ACTIVITY LIST |
1. Summarize the article on genomic function annotation in two sentences.
2. According to the article on genomic function annotation, what share of sequences currently have functions known from experimental studies?
3. Extend the article on genomic function annotation, starting after its last sentence.

SOURCE DOCUMENT |

______________________________

Making Sense of Genomic Data: Where are we in the function annotation race?


Due to the increasing genome-sequencing initiatives worldwide and the cheaper associated costs, a huge amount of genomic data is now accumulating. In contrast, the functions of only around 1% of these sequences are currently known from experimental studies. The gap between unannotated (sequences whose function is not known) and annotated sequences will continue to rise further since the experimental functional characterisation of such large amounts of genomic data is not feasible. In order to bridge this widening gap, computational function prediction approaches will be essential.

The information encoded in the genome is translated into proteins which carry out the biological functions required for proper functioning of a cell. They are made up of a linear chain of amino acids (determined by the nucleotide sequence in genes) linked together by peptide bonds and they can be as diverse as the functions they serve. Depending on their amino-acid composition and sequence, proteins can fold into their native three-dimensional conformation, which allows them to interact with other proteins or molecules and perform their function. Proteins are often considered as the ‘workhorse’ molecules of the cell and they can perform diverse functions – as biological catalysts, structural elements, carrier molecules or roles in cell signalling and cellular metabolism amongst others. As a result, in order to have a better understanding the cell at the molecular level and ‘decode’ the available genomic data, it is essential to characterize protein functions.

______________________________

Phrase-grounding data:

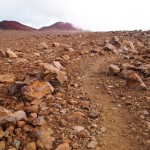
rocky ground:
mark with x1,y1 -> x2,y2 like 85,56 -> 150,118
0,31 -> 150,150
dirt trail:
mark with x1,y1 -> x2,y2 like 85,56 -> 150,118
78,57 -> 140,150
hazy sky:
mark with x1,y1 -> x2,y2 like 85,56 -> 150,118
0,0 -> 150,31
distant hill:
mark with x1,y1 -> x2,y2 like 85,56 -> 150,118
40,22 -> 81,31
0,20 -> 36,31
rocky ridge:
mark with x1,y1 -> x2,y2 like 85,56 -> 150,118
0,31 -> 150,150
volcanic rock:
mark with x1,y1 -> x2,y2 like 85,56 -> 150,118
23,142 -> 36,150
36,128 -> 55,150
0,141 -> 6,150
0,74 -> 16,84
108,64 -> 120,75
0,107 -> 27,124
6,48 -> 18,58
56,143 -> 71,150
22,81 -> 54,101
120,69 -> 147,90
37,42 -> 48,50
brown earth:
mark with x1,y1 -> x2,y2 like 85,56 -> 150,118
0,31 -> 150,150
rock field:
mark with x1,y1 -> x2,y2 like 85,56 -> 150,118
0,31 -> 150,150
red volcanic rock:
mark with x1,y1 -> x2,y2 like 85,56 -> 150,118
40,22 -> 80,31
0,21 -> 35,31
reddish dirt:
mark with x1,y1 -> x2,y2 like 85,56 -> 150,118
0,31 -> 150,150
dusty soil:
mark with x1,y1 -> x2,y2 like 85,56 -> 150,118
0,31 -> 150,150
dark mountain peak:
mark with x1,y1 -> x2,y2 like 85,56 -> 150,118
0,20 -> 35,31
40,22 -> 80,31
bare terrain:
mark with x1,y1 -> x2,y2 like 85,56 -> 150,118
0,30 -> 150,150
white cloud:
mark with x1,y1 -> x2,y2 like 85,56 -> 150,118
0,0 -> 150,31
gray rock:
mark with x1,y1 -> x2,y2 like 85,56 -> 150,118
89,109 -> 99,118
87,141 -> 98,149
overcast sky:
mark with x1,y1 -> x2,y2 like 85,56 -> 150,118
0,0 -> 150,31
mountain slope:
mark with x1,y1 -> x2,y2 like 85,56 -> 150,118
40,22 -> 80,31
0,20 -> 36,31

______________________________

OUTPUTS FOR THE TASKS |
1. Genome sequencing has produced a huge amount of data, yet only around 1% of sequences have functions known from experiments, and this gap will keep growing because experimental characterization at that scale isn't feasible, so computational function prediction will be essential. Proteins are amino-acid chains that fold into three-dimensional shapes and carry out the cell's many functions, so characterizing their functions is essential to understanding the cell at the molecular level and decoding genomic data.

2. Around 1%.

3.
The functional role of a protein can be studied or described in many different ways – by the molecular function or biochemical activity of the protein, its role in a biological process or its relatedness to a disease. Hence, the term ‘protein function’ can be very ambiguous unless the context in which the function of a protein is described is stated clearly. Protein function descriptions written in the natural language used in the literature have been found to be too vague and unspecific to accurately describe the function of proteins; this has led to the subsequent development of a common organized protein annotation vocabulary – the Gene Ontology. This is the largest and the most widely used resource of protein functions which can be used to assign functions to proteins using different contexts irrespective of the source organism.

The conventional method used to predict protein function is a protein sequence (or structure) homology search to identify similar sequences from a protein sequence (or structure) database, followed by extrapolating from the known functions of the most similar sequence (or structure). This is based on the principle that evolutionarily related proteins having high sequence (or structure) similarity have similar, if not identical functions. However, this approach is error prone in cases when the protein in question is substantially different from any other protein in the database with a known function; when proteins do not follow the simple linear relationship between protein similarity and function; or when proteins ‘moonlight’.

Typically, function prediction methods are based on the assumption that the more similar the proteins (based on sequence or structure), the more alike their function. However, in reality, in some cases minor variations in protein sequences or structures can lead to a substantial change in molecular function and sometimes very different proteins can perform similar or identical functions.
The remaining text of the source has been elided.